■ TEXTAUSZUG ■
---
Paul Maar erinnert sich an den frühen Tod seiner Mutter, den viele Jahre im Krieg verschwundenen Vater, die neue Mutter, er erinnert sich an das Paradies bei den Großeltern und die unbarmherzige Strenge in den Wirtschaftswunderjahren. Paul Maars Erinnerungen sind zugleich Abenteuer- und Freundschaftsgeschichte, ein Vater-Sohn-Roman und eine Liebeserklärung an seine Frau Nele. Vor allem aber sind sie eine Feier der Lebensfreude, die er seinem Leben abtrotzen musste.
Paul Maar beschreibt in seinen bewegenden Erinnerungen das, womit er sich auskennt wie kein Zweiter: die innere Insel, auf die sich Kinder zurückziehen. Wer dieses Buch gelesen hat, weiß, warum Paul Maar das »Sams« erfinden musste.
Autorenporträt
Paul Maar ist einer der beliebtesten und erfolgreichsten deutschen Kinder- und Jugendbuchautoren. Er wurde 1937 in Schweinfurt geboren, studierte Malerei und Kunstgeschichte und war einige Jahre als Lehrer und Kunsterzieher an einem Gymnasium tätig, bevor er sich als freier Autor und Illustrator ganz auf seine künstlerische Arbeit konzentrierte. Bei S. Fischer erschien »Wie alles kam. Roman meiner Kindheit«. Paul Maars Werk wurde vielfach gewürdigt, unter anderem mit dem E. T. A.-Hoffmann-Preis und dem Friedrich-Rückert-Preis. Etliche Schulen tragen seinen Namen.
Rezensionen

Perlentaucher-Notiz zur Dlf-Rezension

Siggi Seuß scheint tief berührt von der Kindheits- und Jugendgeschichte, die Paul Maar in seinem autobiografischen Buch erzählt. Vom frühen Tod der Mutter und vom ablehnenden Vater berichtet der Autor, aber auch vom Trost einer Kindheit in der heilen fränkischen Provinz und vom Theater als Rettungsanker, erklärt Seuß. So sanft und selbstironisch wie Maar hier schreibt, zwischen Vergangenheit und Gegenwart springend, so anschaulich werden die Orte und Begebenheiten dem Rezensenten, dass er sogar die geschilderten Gerüche wahrzunehmen meint. Humor und Schwermut prägen diese Erinnerungen an eine Vater-Sohn-Tragödie, so Seuß.
---
■ EXTRAHIERTE DATEN ■
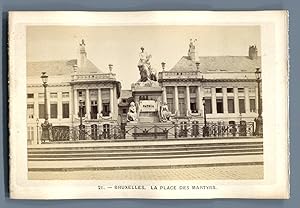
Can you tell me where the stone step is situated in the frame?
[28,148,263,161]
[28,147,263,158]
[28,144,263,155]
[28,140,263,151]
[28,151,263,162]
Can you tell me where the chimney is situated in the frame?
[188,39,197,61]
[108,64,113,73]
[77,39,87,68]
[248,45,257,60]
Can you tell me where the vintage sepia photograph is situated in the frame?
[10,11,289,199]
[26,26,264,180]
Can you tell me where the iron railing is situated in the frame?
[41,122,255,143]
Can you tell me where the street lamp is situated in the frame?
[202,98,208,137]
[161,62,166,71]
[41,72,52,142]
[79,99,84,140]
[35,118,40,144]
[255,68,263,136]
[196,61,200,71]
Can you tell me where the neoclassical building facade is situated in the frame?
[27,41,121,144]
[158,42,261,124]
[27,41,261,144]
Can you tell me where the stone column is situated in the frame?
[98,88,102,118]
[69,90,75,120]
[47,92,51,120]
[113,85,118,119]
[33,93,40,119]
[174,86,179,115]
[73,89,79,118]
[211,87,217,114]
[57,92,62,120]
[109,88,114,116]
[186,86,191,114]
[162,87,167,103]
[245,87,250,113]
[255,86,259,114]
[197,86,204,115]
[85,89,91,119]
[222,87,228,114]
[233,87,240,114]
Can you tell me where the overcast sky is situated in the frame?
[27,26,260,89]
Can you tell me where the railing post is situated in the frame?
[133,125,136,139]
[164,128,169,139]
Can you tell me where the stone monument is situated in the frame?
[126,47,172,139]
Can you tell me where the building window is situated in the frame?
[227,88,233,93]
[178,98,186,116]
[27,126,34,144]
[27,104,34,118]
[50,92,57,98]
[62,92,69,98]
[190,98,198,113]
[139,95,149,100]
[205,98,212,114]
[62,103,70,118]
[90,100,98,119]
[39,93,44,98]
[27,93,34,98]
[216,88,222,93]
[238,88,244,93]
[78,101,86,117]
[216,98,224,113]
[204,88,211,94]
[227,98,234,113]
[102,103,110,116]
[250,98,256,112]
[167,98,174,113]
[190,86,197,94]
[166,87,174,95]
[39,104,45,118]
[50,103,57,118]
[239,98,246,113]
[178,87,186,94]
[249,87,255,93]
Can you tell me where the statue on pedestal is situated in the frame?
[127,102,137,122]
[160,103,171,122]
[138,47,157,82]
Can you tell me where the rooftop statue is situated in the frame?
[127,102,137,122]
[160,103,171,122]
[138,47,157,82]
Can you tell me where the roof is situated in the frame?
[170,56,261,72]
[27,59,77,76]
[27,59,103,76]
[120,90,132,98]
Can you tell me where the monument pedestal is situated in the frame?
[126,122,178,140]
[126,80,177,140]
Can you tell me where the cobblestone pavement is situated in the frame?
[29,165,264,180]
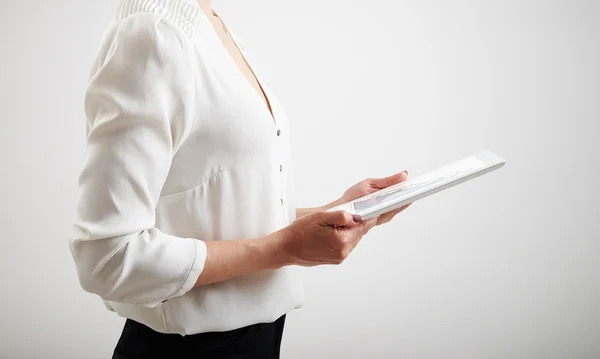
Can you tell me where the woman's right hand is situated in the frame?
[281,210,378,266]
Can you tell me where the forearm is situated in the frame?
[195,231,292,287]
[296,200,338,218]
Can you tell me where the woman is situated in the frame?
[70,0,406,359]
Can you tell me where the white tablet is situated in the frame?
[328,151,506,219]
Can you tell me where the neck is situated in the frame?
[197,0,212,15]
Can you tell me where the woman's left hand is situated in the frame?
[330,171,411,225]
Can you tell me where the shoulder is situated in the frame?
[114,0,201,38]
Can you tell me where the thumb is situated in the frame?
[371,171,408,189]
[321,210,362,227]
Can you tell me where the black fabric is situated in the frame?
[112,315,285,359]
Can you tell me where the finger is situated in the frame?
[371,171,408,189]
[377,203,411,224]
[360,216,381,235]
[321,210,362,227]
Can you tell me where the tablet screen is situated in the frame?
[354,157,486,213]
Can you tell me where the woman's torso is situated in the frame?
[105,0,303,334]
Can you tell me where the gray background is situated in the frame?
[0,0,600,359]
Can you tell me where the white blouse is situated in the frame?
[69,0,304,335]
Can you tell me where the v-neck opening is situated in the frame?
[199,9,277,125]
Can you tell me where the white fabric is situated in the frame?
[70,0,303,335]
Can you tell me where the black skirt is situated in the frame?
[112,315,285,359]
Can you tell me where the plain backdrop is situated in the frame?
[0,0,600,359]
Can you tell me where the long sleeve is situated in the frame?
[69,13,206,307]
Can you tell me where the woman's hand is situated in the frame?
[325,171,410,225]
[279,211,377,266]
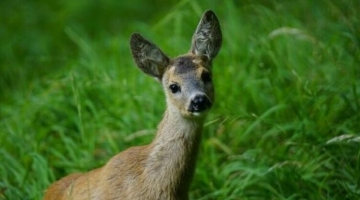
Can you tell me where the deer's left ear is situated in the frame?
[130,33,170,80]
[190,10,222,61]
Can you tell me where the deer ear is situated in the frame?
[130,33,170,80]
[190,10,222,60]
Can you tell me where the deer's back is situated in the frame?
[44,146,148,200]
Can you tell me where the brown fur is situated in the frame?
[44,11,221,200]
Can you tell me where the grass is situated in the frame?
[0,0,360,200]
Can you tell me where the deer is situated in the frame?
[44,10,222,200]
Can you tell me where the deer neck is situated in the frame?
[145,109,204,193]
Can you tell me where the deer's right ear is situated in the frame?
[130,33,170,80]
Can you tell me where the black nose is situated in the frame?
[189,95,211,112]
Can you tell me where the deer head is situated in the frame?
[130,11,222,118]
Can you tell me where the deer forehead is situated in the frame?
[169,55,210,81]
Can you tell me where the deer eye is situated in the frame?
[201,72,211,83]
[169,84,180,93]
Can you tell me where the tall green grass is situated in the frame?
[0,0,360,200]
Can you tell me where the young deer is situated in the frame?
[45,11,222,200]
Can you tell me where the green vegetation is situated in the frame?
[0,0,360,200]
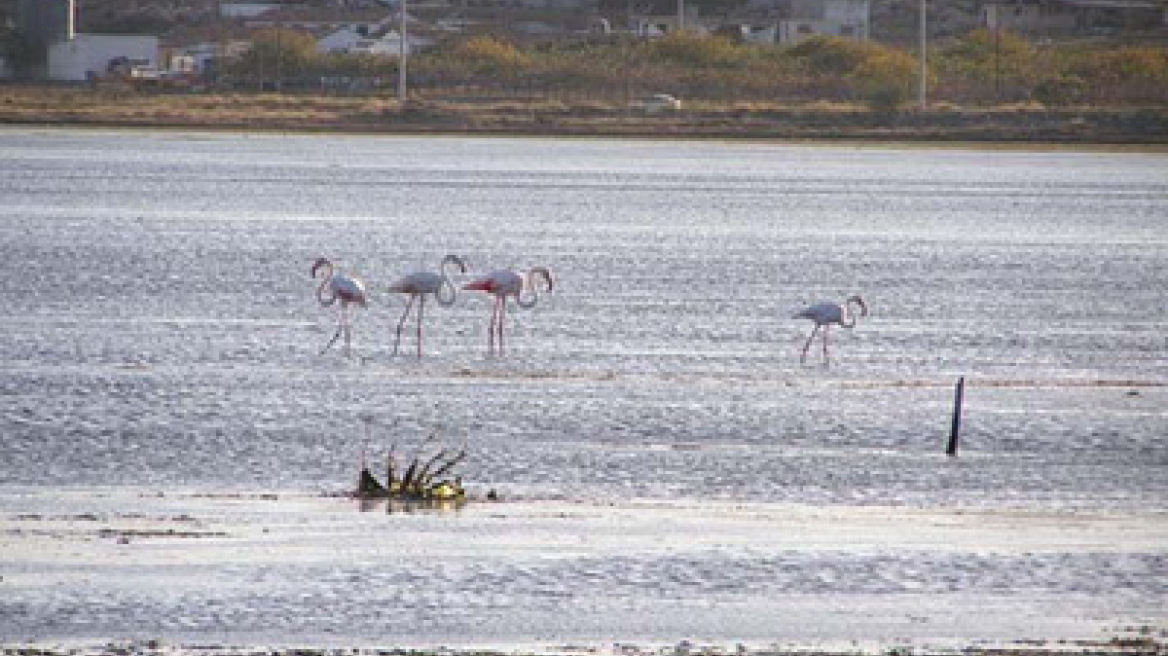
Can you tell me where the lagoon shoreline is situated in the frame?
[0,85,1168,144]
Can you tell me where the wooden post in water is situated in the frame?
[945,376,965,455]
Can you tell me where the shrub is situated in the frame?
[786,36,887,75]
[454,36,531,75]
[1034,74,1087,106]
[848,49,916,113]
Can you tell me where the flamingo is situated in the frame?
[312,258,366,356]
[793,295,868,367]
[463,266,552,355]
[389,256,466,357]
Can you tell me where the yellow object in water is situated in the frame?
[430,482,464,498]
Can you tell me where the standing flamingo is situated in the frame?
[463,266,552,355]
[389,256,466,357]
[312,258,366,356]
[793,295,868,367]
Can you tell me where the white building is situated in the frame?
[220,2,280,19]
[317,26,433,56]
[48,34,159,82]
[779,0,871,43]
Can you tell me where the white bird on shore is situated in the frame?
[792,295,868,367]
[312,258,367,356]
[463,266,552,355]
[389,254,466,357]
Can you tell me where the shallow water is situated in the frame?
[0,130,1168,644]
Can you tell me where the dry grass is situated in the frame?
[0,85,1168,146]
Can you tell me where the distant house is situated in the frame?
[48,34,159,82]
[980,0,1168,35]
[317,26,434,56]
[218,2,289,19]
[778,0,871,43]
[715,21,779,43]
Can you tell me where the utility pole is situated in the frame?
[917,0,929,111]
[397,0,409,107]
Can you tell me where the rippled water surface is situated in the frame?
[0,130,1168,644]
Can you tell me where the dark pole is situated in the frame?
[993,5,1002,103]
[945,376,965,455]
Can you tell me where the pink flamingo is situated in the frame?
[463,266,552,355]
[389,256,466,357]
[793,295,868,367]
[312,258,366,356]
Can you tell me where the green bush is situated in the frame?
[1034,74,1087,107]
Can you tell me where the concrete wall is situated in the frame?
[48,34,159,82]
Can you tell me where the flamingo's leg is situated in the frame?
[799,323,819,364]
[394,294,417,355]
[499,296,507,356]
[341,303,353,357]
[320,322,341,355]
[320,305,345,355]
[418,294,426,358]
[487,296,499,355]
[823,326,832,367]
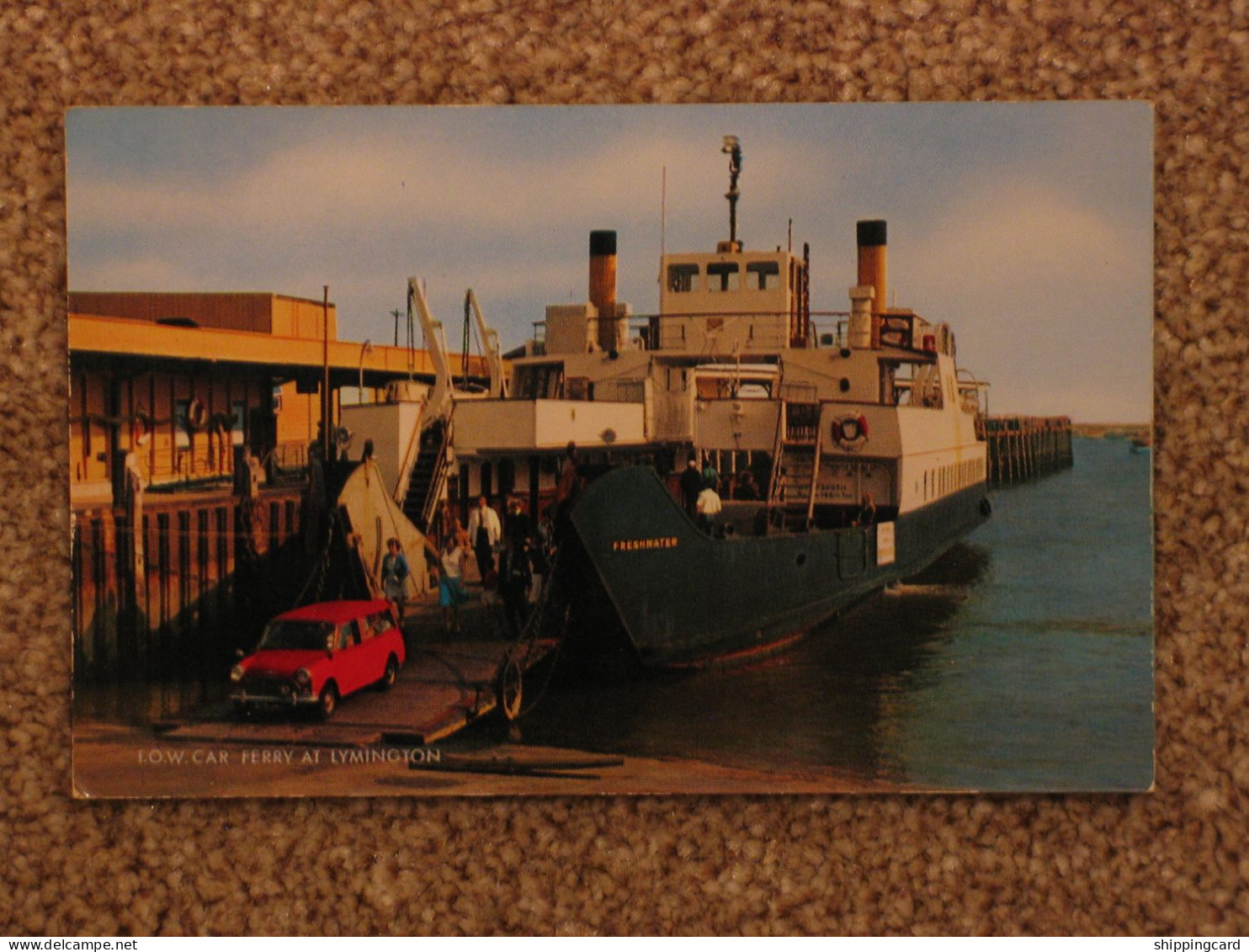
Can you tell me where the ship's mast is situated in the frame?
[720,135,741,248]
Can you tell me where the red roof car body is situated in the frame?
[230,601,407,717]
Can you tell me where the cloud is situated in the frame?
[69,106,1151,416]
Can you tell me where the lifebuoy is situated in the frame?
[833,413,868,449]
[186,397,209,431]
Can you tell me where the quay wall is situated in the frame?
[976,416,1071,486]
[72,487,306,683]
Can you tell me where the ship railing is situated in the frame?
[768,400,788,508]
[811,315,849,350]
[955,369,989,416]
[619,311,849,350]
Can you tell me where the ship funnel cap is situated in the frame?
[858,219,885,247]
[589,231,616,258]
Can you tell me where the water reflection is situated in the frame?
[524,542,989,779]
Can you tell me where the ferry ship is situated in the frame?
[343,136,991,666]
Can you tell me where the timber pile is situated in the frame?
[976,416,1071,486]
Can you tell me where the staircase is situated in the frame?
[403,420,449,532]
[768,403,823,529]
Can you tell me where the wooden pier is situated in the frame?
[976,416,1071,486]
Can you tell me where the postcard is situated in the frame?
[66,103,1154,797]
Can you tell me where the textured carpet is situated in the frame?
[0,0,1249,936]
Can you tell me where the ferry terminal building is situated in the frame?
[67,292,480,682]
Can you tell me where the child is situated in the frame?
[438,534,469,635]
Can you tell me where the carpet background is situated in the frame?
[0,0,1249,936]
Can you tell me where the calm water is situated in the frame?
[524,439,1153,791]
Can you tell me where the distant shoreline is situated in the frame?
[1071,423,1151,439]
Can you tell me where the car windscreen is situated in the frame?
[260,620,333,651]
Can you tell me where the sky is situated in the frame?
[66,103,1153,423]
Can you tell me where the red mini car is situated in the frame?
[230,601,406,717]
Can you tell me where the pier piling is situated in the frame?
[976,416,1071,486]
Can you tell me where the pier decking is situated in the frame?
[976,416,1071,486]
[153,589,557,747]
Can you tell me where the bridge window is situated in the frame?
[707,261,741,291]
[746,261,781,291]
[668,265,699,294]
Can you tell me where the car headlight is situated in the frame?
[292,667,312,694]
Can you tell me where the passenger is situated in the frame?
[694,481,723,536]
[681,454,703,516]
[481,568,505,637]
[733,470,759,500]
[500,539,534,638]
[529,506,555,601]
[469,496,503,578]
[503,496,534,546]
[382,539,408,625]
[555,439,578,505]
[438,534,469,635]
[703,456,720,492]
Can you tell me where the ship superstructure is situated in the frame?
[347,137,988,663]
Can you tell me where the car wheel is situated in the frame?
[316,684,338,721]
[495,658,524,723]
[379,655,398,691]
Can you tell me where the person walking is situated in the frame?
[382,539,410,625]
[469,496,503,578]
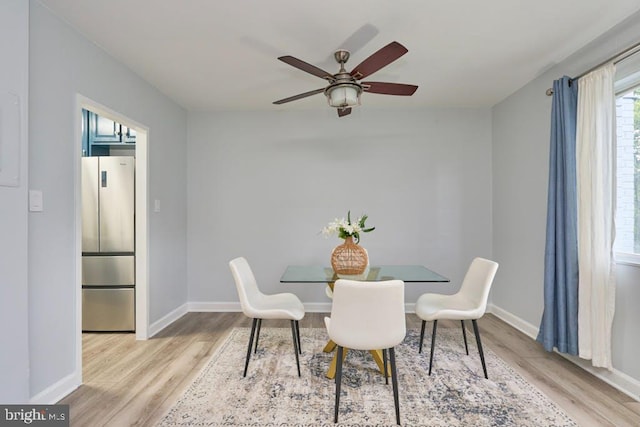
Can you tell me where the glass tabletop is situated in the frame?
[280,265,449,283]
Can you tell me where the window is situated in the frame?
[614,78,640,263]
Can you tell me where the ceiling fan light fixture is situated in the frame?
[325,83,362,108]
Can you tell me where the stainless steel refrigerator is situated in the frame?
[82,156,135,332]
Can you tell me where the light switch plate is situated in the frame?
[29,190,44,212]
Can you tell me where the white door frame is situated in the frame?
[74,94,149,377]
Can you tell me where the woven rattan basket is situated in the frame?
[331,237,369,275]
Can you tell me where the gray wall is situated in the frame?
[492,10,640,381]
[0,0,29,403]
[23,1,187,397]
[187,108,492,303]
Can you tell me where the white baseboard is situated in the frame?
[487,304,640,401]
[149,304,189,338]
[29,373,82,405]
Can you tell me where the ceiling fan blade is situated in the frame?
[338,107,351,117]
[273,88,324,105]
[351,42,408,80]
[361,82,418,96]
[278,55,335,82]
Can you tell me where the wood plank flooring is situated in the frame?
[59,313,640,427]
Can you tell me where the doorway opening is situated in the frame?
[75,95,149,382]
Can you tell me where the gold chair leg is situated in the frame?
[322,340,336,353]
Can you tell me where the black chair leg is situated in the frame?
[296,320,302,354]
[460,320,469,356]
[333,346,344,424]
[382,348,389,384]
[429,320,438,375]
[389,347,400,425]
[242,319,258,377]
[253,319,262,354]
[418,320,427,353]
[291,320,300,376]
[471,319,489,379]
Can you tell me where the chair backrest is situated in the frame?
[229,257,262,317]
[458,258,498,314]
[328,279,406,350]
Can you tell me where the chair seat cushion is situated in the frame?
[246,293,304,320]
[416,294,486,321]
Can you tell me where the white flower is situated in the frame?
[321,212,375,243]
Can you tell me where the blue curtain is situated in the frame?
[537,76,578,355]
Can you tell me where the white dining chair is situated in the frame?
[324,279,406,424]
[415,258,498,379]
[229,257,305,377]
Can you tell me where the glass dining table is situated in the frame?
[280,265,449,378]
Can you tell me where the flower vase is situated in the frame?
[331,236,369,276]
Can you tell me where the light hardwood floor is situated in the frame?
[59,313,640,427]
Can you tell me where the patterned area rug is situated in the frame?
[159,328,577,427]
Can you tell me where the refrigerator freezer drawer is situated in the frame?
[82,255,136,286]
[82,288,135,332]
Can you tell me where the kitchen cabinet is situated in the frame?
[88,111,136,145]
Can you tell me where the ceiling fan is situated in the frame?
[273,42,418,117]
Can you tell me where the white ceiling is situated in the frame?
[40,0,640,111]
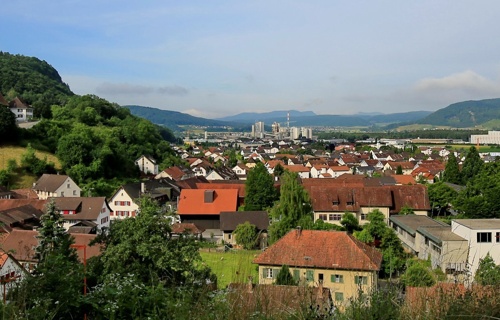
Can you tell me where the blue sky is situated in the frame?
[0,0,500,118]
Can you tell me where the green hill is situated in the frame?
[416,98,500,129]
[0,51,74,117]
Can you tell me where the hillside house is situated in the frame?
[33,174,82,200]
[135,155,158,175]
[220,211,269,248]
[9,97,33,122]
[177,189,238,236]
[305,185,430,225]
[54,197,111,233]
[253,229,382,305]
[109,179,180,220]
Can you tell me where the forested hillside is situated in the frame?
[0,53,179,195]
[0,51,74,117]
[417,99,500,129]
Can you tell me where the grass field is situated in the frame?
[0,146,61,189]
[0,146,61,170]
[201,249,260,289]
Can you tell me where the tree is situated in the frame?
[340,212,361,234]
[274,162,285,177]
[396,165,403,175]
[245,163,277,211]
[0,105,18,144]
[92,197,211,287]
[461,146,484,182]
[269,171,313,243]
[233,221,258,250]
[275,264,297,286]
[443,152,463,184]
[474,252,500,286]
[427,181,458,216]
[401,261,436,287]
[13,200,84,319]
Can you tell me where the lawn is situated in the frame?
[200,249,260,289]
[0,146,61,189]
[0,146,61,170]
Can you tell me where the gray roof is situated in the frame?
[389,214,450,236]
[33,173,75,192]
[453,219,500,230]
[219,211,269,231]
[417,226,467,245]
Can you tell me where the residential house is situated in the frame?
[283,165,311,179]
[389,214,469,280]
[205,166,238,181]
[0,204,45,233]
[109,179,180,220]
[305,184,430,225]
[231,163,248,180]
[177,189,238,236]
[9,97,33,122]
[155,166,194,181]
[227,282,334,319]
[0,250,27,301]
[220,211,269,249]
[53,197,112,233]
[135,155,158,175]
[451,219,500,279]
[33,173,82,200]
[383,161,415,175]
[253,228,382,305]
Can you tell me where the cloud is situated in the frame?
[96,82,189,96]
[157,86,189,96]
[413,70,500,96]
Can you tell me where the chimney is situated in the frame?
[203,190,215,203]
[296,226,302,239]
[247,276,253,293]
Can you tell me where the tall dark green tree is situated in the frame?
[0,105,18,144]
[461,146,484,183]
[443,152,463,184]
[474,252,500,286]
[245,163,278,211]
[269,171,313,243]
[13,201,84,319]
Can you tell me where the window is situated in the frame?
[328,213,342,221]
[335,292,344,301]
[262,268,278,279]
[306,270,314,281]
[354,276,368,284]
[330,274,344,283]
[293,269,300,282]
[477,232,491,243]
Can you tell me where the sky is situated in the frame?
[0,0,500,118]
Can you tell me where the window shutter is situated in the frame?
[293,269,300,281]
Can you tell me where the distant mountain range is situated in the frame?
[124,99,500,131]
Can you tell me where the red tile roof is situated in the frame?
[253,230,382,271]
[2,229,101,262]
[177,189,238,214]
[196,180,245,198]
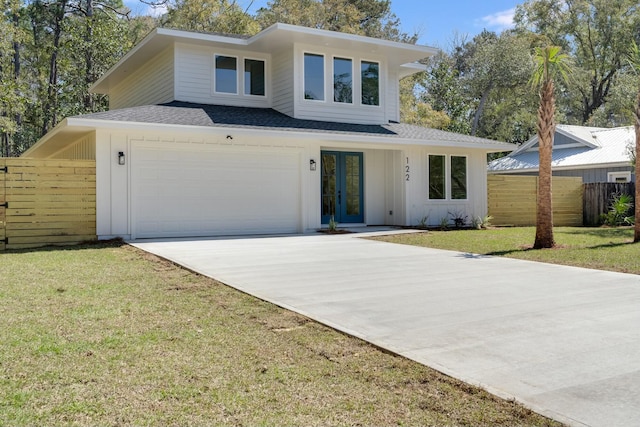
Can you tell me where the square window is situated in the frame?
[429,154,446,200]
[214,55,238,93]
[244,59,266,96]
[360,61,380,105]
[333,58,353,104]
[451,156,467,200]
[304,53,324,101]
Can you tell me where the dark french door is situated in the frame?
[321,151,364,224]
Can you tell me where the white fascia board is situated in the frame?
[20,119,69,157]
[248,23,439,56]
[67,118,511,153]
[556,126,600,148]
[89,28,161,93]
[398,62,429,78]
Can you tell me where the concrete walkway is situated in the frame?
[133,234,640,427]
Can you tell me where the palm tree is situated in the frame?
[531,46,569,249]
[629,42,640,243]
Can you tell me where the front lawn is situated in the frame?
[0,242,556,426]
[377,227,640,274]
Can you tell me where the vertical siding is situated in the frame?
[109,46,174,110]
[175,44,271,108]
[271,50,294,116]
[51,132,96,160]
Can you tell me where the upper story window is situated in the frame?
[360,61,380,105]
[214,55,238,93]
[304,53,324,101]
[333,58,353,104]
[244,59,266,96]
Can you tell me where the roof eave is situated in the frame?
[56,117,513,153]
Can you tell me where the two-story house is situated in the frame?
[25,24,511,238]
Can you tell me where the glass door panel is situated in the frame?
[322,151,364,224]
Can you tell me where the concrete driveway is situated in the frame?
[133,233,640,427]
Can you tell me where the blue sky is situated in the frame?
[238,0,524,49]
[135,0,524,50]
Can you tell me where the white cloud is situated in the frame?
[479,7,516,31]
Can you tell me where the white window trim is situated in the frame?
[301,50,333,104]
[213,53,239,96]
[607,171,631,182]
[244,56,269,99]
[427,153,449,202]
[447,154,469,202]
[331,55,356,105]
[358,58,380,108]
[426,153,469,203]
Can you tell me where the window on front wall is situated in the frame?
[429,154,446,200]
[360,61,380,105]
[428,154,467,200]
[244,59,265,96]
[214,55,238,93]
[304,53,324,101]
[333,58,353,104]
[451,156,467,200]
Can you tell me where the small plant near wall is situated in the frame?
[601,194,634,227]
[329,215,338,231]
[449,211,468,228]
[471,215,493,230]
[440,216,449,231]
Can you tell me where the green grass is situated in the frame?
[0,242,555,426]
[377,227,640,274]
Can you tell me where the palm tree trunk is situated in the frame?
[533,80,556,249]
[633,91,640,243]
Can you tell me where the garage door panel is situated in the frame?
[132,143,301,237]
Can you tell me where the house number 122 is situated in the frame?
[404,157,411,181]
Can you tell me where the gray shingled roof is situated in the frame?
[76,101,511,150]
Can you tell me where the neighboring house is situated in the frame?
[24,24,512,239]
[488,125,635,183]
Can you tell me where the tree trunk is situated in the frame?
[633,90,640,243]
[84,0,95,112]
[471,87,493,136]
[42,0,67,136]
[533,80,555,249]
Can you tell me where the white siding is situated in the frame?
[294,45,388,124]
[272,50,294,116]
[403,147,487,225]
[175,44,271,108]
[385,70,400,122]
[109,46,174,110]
---
■ AUFGABEN ■
1 - Gib aus dem Text über Paul Maars Erinnerungen einen Abschnitt wortgetreu zurück: Beginne bei den Worten „Autorenporträt“ und höre nach den Worten „tragen seinen Namen.“ auf.
2 - Beantworte anhand des Textes über Paul Maars Erinnerungen diese Fragen:
(a) In welchem Jahr und in welcher Stadt wurde Paul Maar geboren?
(b) Wie heißt die Frau, an die sich die Erinnerungen als Liebeserklärung richten?
(c) Was beschreibt die Rezension als Rettungsanker in Maars Kindheit und Jugend?
3 - Schreibe den Text über Paul Maars Erinnerungen nach seinem letzten Satz weiter.
Die Datensätze werden hier nicht benötigt.

■ LÖSUNGEN ■
1 -
Autorenporträt
Paul Maar ist einer der beliebtesten und erfolgreichsten deutschen Kinder- und Jugendbuchautoren. Er wurde 1937 in Schweinfurt geboren, studierte Malerei und Kunstgeschichte und war einige Jahre als Lehrer und Kunsterzieher an einem Gymnasium tätig, bevor er sich als freier Autor und Illustrator ganz auf seine künstlerische Arbeit konzentrierte. Bei S. Fischer erschien »Wie alles kam. Roman meiner Kindheit«. Paul Maars Werk wurde vielfach gewürdigt, unter anderem mit dem E. T. A.-Hoffmann-Preis und dem Friedrich-Rückert-Preis. Etliche Schulen tragen seinen Namen.

2 -
(a) 1937 in Schweinfurt
(b) Nele
(c) Das Theater

3 -
© Perlentaucher Medien GmbH

Frankfurter Allgemeine Zeitung - Rezension
Frankfurter Allgemeine Zeitung | Besprechung von 10.10.2020

Schulscheitern als Glücksfall

Paul Maars Roman "Wie alles kam" sucht in der Kindheit des "Sams"-Autors nach dem Grund für den Aufbruch ins verspielte Reich der Kunst.

Von Uwe Ebbinghaus

Die Titelei des neuen Buchs von Paul Maar erstaunt in vielerlei Hinsicht. Warum wird hier "Wie alles kam" als "Roman meiner Kindheit" bezeichnet, wo die Handlung doch weit über die Kindheitsjahre hinausgeht? Und wie kann von einem Roman die Rede sein, wo das Geschehen doch nicht im geringsten fiktiv zu sein scheint, der Ich-Erzähler den gleichen Namen wie der Autor trägt und häufig einen anekdotischen Ton anschlägt?

Eine erste Erklärung für die eigenwillige Gattungsbezeichnung findet sich im zweiten Kapitel. Hier vergleicht Maar seine Erinnerungen mit unterschiedlich großen "Pfützen", zwischen denen es fließende Verbindungen herzustellen gelte. Und in diesem rein kompositorischen Sinn erinnert das Buch - gerade auch in seinem effektvollen Einsatz von dokumentarischem Material, von Briefen und Notizen - tatsächlich an ein fiktives Werk. Mit der Bezeichnung "Roman" will Maar seinen Lesern offenbar signalisieren, dass er sich in dem neuen Buch von seiner durch lineares Erzählen geprägten Kinderliteratur abzusetzen gedenkt.

Das erste Kapitel des neuen Buchs ist fulminant. Geschildert wird der Drogenrausch in einer dörflichen Kinderstube. Paul, gerade vier Jahre alt geworden, sieht nach der morgendlichen Waschzeremonie plötzlich Trugbilder in seinem Zimmer, schwebende Fische in blauer Luft, die durch den Mund atmen. Gelingt es ihm zunächst noch, "am Gehirnschalter" zu drehen und sich in die Realität zurückzuversetzen, gerät er in Panik, als er feststellt, dass der Schalter klemmt. Das Kind hat noch kein Wort dafür, fürchtet aber, verrückt zu werden. Als ihm doch wieder der Sprung in die Wirklichkeit gelingt, schwört es sich, nie mehr "den Weg in diese andere Welt" zuzulassen. Erst als Erwachsener findet Maar eine Erklärung für das Kindheitstrauma: Möglicherweise war das halluzinogene Mutterkorn in sein Frühstück geraten. Bemerkenswert jedenfalls für die Lebenserinnerungen des Sams-Erfinders - dieses Schaudern vor einer phantastischen Welt. Oder war diese frühe Furcht gerade die Voraussetzung für das geschützte literarische Spiel mit einer anderen Realität?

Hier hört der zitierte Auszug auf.